Hello all,
I am new to development w.r.t. Wireshark though I have been a user for
years. The question is, what are the rules/guidelines regarding protocol
support from a standards perspective? Must a protocol meet a certain
threshold before it can be included as part of "official" Wireshark? I
browsed the documentation, Wiki and mailing list archive a bit and could
find no good guidance on when a protocol should be included in the
distribution and what the rules are for protocol that becomes obsolete.
A little color and an example. I am working on a toolset that builds on
top of a neat little tool called Scapy
(http://www.secdev.org/projects/scapy/). As part of that toolset, I am
developing additional classes to extend Scapy for select protocols.

SET PROBLEM A: From the post on Wireshark protocol support, return the passage that begins at the words "A little color" and ends after the words "for select protocols.", copied word for word.

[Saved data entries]
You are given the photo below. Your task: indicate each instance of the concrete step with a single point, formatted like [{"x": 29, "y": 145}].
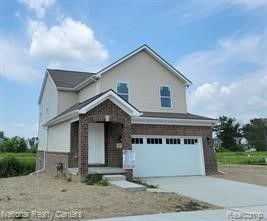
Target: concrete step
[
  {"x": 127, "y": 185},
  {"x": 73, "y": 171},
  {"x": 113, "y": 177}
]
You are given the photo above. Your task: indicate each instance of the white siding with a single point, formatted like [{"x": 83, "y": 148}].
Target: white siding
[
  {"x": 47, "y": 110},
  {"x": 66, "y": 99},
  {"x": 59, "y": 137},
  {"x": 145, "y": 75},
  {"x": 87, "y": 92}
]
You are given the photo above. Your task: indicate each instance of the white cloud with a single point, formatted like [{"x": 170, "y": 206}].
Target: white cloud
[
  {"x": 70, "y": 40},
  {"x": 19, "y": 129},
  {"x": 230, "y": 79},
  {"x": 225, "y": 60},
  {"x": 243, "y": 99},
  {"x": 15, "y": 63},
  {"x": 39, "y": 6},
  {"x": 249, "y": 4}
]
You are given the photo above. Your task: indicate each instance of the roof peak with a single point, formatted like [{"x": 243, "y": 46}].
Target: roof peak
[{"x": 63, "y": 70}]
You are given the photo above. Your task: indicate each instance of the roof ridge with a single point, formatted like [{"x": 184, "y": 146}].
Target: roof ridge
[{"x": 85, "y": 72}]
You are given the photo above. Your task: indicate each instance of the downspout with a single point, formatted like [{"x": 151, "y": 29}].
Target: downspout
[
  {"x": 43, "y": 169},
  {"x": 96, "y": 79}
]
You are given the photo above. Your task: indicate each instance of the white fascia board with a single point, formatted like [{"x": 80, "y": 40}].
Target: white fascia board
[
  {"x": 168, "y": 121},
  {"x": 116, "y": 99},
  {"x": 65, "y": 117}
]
---
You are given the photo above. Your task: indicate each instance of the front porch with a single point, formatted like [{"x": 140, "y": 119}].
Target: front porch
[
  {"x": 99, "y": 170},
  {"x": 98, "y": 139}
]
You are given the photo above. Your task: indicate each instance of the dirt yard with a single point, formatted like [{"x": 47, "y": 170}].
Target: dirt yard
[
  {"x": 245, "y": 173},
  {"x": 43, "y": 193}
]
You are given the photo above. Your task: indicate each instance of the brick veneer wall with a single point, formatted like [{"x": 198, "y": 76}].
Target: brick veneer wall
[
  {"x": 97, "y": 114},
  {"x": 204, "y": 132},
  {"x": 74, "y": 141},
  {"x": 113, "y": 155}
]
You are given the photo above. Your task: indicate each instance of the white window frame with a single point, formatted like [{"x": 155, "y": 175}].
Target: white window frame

SET PROBLEM B: Resize the records starting at the line containing "of the dirt" and ending after the line containing "Target: white window frame", and reproduce only those lines, requests included. Multiply each x and y coordinate in the answers by 1.85 and round to a whole number, with halves rounded up; leave the sample coordinates inside the requests unchanged.

RESULT A:
A little color and an example. I am working on a toolset that builds on
top of a neat little tool called Scapy
(http://www.secdev.org/projects/scapy/). As part of that toolset, I am
developing additional classes to extend Scapy for select protocols.

RESULT B:
You are given the photo above. Your task: indicate each instance of the dirt yard with a single point, formatted like [{"x": 47, "y": 170}].
Target: dirt yard
[
  {"x": 453, "y": 320},
  {"x": 80, "y": 357}
]
You are given the photo above. Your task: indicate each instance of the brick veneer wall with a single point, formatted like [{"x": 198, "y": 76}].
Target: brick veneer wall
[
  {"x": 179, "y": 211},
  {"x": 377, "y": 244},
  {"x": 137, "y": 261},
  {"x": 209, "y": 287}
]
You are given the photo above. Your task: indicate each instance of the white window frame with a single point, formatted like [{"x": 155, "y": 175}].
Target: white window frame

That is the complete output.